>> BEGIN TEXT SECTION

A hundred years after the island’s first ethnic riot and thirty years after its worst, Sri Lanka should have learnt its lessons and be mindful of the risk of the rebirth of past riots. Not at all. The country, especially the Rajapaksa government and its advisors seem to have learnt nothing from and forgotten everything about our past burdens.  In February this year, Dr. Amir Ali, academic and economic historian who has written a comprehensive account of the causes and consequences of the 1915 riots, issued the warning that “the spectre of 1915 is looming large on the horizon,” and posed the question: “Is the country marching backwards?”  Dr. Ali sees strong parallels in what he calls the Islamophobia that led to the 1915 riots and the new phobia that is being fomented by organizations such as the Jathika Hela Urumaya (JHU) and its offshoot, the Bodu Bala Sena (BBS).

The significance of 1983

Last year, journalist Latheef Farook asked: “Is Sri Lanka heading towards another July ’83”?, this time targeting the Muslims.  Although, thank God, nothing as catastrophic as July 1983 has happened in 2013, some pro-government commentators are worrisomely trying to diminish the significance of July 1983, even if they cannot plausibly deny it. This is a new and disturbing development. One of the arguments appears to be that there have been worse killings and destruction in other months and other years after July 1983, and involving members of other communities and not just the Tamils who were victimized in July 1983, so why should July 1983 be singled out as the worst catastrophe, or destabilizing watershed?

One simple answer is that many things in Sri Lanka changed from what they were before July 1983 to what they became after July 1983. The same cannot be said of another month or year either before July 1983, or after it.  For many Tamils, everything changed from what was before July 1983 to what became after July 1983. For others, the changes were not as radical, or dramatic. True enough, life changed radically and dramatically for every victim – Sinhalese, Muslim, or Tamil – of war and violence that came after July 1983.  But all of them were triggered by July 1983, they were the aftermaths of July 1983.

It is not necessary or useful to quantitatively compare one destructive event with another and argue which is worse. What is necessary and responsible to do is to qualitatively see the common threads through all those events and try to make sure that these events do not turn into never ending rebirths.  One positive common thread through all the riots has been the support and protection given by many Sinhalese individuals and families to their Tamil friends and their families who were targeted by political goons.

>> END TEXT SECTION
>> BEGIN GIVEN DATA

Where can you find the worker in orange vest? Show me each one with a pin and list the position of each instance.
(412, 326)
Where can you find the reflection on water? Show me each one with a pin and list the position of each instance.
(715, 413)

>> END GIVEN DATA

### PROBLEMS TO SOLVE
A: Rewrite the article's paragraph beginning "One simple answer is" as a short list that keeps its main facts.
B: List every ethnic community that the article names.
C: Extract the passage of the article starting with "Last year, journalist" and going on through "or destabilizing watershed?".
You can set the listing aside, since none of this work draws on it.

### OUTPUTS BY TASK
A:
- Many things in Sri Lanka changed from what they were before July 1983 to what they became after it, which cannot be said of any other month or year before or after.
- For many Tamils, everything changed after July 1983, while for others the changes were less radical or dramatic.
- Life changed radically and dramatically for every victim, whether Sinhalese, Muslim, or Tamil, of the war and violence that came after July 1983.
- All of those later events were triggered by July 1983 and were its aftermaths.

B:
- Sinhalese
- Muslims
- Tamils

C:
Last year, journalist Latheef Farook asked: “Is Sri Lanka heading towards another July ’83”?, this time targeting the Muslims.  Although, thank God, nothing as catastrophic as July 1983 has happened in 2013, some pro-government commentators are worrisomely trying to diminish the significance of July 1983, even if they cannot plausibly deny it. This is a new and disturbing development. One of the arguments appears to be that there have been worse killings and destruction in other months and other years after July 1983, and involving members of other communities and not just the Tamils who were victimized in July 1983, so why should July 1983 be singled out as the worst catastrophe, or destabilizing watershed?